_DATA RECORDS_
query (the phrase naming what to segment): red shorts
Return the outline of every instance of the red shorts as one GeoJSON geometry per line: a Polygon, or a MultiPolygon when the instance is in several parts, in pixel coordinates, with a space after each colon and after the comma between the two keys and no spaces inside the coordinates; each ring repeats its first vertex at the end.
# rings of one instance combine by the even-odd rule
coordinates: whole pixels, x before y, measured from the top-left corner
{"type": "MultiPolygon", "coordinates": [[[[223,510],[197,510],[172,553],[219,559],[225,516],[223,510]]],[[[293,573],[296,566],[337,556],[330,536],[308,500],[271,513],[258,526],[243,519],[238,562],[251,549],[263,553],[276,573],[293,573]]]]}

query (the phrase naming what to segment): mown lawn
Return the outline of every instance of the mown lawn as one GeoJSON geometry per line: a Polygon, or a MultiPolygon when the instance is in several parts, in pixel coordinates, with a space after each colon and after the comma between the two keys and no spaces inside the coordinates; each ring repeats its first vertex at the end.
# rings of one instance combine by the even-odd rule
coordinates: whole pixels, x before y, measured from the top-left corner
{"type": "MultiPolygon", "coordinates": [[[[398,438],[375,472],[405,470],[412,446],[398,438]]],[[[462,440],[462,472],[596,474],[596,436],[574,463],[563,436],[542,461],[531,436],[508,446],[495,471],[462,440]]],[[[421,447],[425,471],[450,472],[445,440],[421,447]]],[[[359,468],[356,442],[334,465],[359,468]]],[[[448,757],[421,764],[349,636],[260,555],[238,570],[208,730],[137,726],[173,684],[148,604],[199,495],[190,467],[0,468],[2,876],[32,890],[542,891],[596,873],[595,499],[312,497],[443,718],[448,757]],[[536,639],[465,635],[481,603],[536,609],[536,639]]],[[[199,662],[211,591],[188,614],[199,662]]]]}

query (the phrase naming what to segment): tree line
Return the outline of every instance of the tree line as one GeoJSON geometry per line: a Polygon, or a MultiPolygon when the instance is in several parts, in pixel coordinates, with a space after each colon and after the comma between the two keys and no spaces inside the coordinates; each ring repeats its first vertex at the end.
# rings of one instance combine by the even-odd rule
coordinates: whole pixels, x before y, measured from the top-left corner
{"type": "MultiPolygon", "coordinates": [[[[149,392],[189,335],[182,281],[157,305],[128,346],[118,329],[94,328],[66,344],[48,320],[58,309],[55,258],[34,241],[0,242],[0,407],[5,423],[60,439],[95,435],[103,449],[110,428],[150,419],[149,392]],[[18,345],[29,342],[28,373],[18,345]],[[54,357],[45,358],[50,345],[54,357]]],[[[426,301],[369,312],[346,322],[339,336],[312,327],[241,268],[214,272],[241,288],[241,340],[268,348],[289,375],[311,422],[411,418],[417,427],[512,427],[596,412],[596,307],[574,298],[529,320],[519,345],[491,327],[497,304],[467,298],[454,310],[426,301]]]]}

_DIRECTIONS FOR THIS TASK_
Reproduce all the records above, swapping each occurrence of "whole pixels" for "integer pixels" and leaving every other character as it is.

_WORKED ANSWER_
query (the phrase naming what to segment): red shorts
Return the outline of every instance of the red shorts as one GeoJSON geometry per line: a Polygon, or a MultiPolygon when the instance is in several parts, in pixel coordinates, with a space after each colon and after the comma between the two keys and no spaces inside the coordinates; each ring repeats its first vertex at the end.
# rings of one instance combine by the even-odd rule
coordinates: integer pixels, x before y, measured from the top-left corner
{"type": "MultiPolygon", "coordinates": [[[[223,510],[197,510],[172,553],[219,559],[225,516],[223,510]]],[[[293,573],[296,566],[337,556],[330,536],[308,500],[271,513],[258,526],[243,519],[238,562],[251,549],[263,553],[276,573],[293,573]]]]}

query (the phrase naming what to segment): mown lawn
Return the outline of every instance of the mown lawn as one GeoJSON geometry per line: a Polygon, or a MultiPolygon when the instance is in several parts, in pixel coordinates, with a space after each colon and after the comma between the two keys and no spaces inside the coordinates; each ring repeats its first vertex at the end.
# rings of one instance combine by the even-odd rule
coordinates: integer pixels, x before y, measured from the top-left corner
{"type": "MultiPolygon", "coordinates": [[[[398,438],[375,472],[405,470],[412,446],[398,438]]],[[[462,440],[462,472],[596,474],[596,436],[574,463],[563,436],[542,461],[531,436],[508,446],[495,471],[462,440]]],[[[421,447],[425,471],[450,472],[445,440],[421,447]]],[[[359,468],[356,442],[334,465],[359,468]]],[[[448,757],[421,764],[349,636],[260,555],[238,570],[208,730],[137,726],[173,684],[148,604],[199,495],[190,467],[0,468],[2,876],[32,890],[542,891],[596,873],[595,499],[312,497],[443,718],[448,757]],[[536,639],[465,635],[481,603],[536,609],[536,639]]],[[[199,662],[211,591],[188,614],[199,662]]]]}

query (the phrase naming what to segment): tree line
Return the outline of every instance of the tree line as one GeoJSON geometry per line: a Polygon, or a MultiPolygon when the instance is in several parts, in pixel coordinates, with a space after each colon and after the comma between the two keys and no spaces inside the coordinates; each ring repeats its first vertex at the end.
# rings of one instance combine by the even-odd rule
coordinates: integer pixels, x before y, measured from the top-left corner
{"type": "MultiPolygon", "coordinates": [[[[149,392],[189,335],[182,281],[157,305],[128,346],[118,329],[94,328],[66,344],[48,320],[58,309],[55,258],[34,241],[0,242],[0,407],[5,423],[60,439],[95,435],[103,449],[110,428],[150,419],[149,392]],[[18,345],[29,342],[28,373],[18,345]],[[54,357],[45,358],[50,345],[54,357]]],[[[426,301],[369,312],[346,322],[339,336],[312,327],[241,268],[214,272],[241,288],[241,340],[268,348],[289,375],[311,422],[411,418],[417,427],[512,427],[596,412],[596,307],[574,298],[529,320],[519,345],[491,327],[497,304],[467,298],[454,310],[426,301]]]]}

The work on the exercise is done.